# Work to be completed
Resize the data below by copying all its lines, requests included, with every polygon coordinate in the answers multiplied by 0.9 and rounded to the nearest whole number, halves rounded up. Leave the pictures out of your copy.

Contour-labeling entries:
---+---
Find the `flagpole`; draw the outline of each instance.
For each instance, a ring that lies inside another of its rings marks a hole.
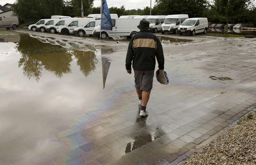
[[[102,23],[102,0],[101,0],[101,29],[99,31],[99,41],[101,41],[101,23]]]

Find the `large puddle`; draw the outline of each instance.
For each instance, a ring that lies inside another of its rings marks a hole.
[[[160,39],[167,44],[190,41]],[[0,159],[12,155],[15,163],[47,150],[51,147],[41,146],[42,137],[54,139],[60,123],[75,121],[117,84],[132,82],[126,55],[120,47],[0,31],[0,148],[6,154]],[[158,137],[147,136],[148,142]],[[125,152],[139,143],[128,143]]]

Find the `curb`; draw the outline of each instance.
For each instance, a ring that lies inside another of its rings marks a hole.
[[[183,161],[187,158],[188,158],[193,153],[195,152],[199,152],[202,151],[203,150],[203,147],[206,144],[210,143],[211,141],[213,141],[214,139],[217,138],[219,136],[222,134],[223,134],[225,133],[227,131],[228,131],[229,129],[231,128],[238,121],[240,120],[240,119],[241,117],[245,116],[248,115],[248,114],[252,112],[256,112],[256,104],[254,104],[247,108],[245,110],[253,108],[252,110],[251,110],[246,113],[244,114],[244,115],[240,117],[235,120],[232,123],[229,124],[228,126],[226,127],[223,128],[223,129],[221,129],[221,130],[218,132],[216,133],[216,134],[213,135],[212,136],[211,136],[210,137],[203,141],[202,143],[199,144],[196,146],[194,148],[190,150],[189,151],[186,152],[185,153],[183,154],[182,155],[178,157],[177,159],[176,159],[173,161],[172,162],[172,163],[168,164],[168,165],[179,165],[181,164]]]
---+---
# Final result
Find the `flagpole`; draw the outline of each instance.
For each instance, a ring that lies inside another of its rings marks a hole.
[[[92,21],[92,0],[91,0],[91,26],[89,28],[89,37],[91,37],[91,21]]]

Find the `large puddle`; draw the outline of each instance.
For each instance, a ring that lies inside another of its rings marks a hole.
[[[144,35],[150,40],[171,37]],[[0,143],[11,140],[14,147],[42,135],[46,132],[37,131],[38,123],[49,125],[54,111],[68,109],[105,76],[119,74],[113,50],[108,42],[0,28],[0,133],[5,139]],[[142,123],[132,122],[133,128]],[[113,137],[125,129],[115,129]]]

Find the `curb`; draw the outline of each instance.
For each instance, a ring that lies inside another of its rings marks a hole.
[[[165,145],[168,142],[169,142],[174,138],[176,137],[179,137],[182,136],[183,135],[183,132],[185,130],[189,129],[190,127],[192,127],[193,125],[195,124],[197,122],[200,121],[201,121],[203,120],[204,118],[205,118],[206,116],[208,115],[214,109],[216,108],[216,107],[217,105],[221,104],[223,104],[223,103],[227,101],[230,101],[230,94],[229,94],[222,97],[221,99],[228,97],[227,99],[226,99],[221,102],[220,103],[220,104],[216,105],[212,108],[209,111],[206,112],[205,113],[203,114],[201,115],[201,116],[199,116],[199,117],[196,119],[194,120],[194,121],[192,122],[191,122],[190,122],[189,123],[183,127],[182,129],[179,130],[176,131],[175,133],[171,135],[170,136],[167,137],[167,138],[165,139],[164,140],[160,141],[159,143],[158,143],[156,145],[155,146],[155,147],[151,148],[151,149],[161,149],[163,148]]]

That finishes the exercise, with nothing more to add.